## Quoted passage
::::

NATS Streaming tracks consumer positions automatically, provides simple APIs, and uses a simple push-based protocol. This also means building a client library is a much less daunting task. The downside is the server needs to do more work. With a single node, as NATS Streaming was initially designed, this isn’t much of a problem. Where it starts to rear its head is when we need to replicate that state across a cluster of nodes. This has important implications with respect to performance and scale. Smart middleware has a natural tendency to become more complex, more fragile, and slower. The end-to-end principle attests to this. Amusingly, NATS Streaming was originally named STAN because it’s the opposite of NATS, a fast and simple messaging system with minimal guarantees.

Simplicity of mechanism tends to simply push complexity around in the system. For example, NATS Streaming provides an ergonomic API to clients by shifting the complexity to the server. Kafka scales and performs exceptionally well by shifting the complexity to other parts of the system, namely the client and ZooKeeper.

::::

## Provided data
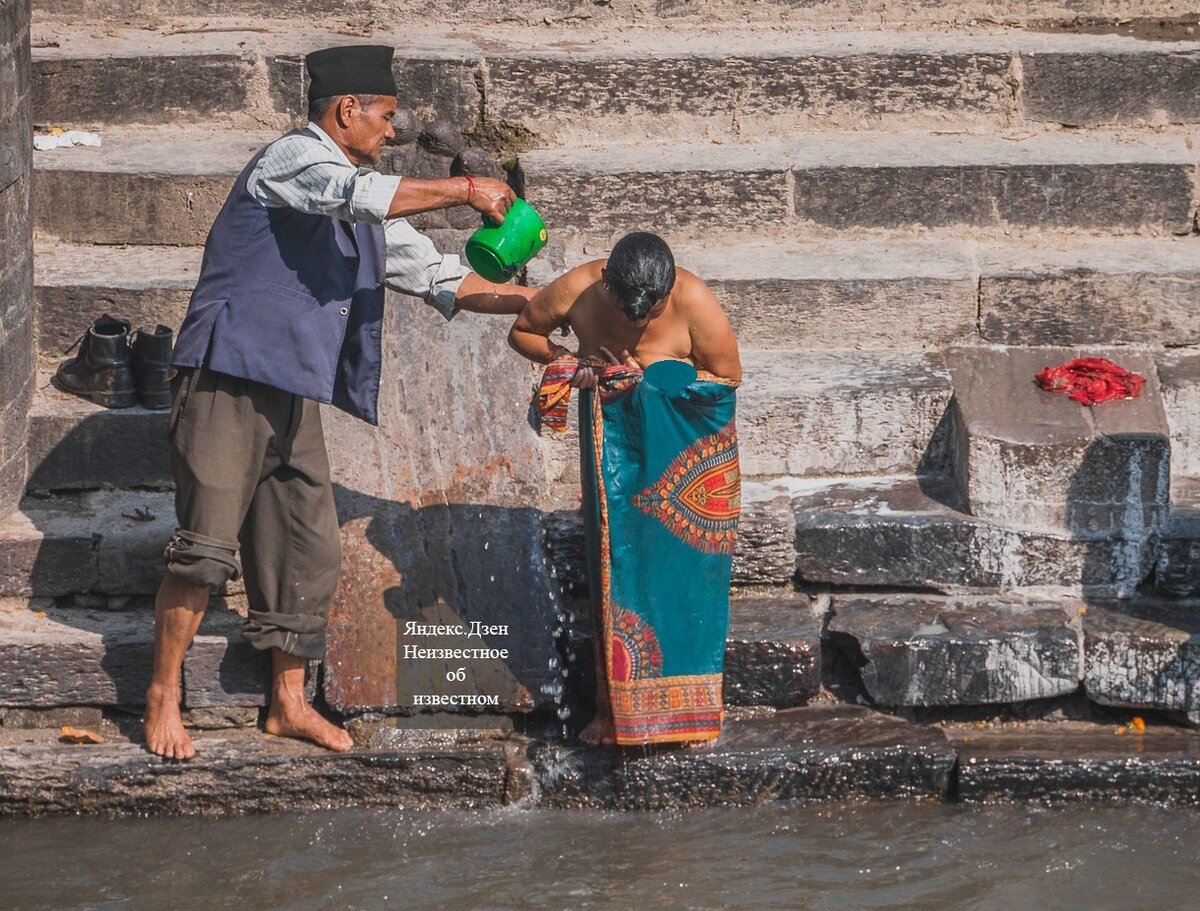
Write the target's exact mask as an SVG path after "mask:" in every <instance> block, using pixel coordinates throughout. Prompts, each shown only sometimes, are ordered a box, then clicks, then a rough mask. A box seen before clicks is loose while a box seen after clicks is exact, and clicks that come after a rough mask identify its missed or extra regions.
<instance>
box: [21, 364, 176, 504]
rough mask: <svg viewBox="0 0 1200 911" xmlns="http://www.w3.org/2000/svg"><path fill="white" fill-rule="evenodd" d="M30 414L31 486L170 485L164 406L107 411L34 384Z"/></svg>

::::

## Work instruction A
From the NATS Streaming passage above, extract the text between "Simplicity of mechanism" and "client and ZooKeeper.", inclusive.
## Work instruction B
In the NATS Streaming passage above, to which parts of the system does Kafka shift complexity?

## Exercise answer A
Simplicity of mechanism tends to simply push complexity around in the system. For example, NATS Streaming provides an ergonomic API to clients by shifting the complexity to the server. Kafka scales and performs exceptionally well by shifting the complexity to other parts of the system, namely the client and ZooKeeper.

## Exercise answer B
The client and ZooKeeper.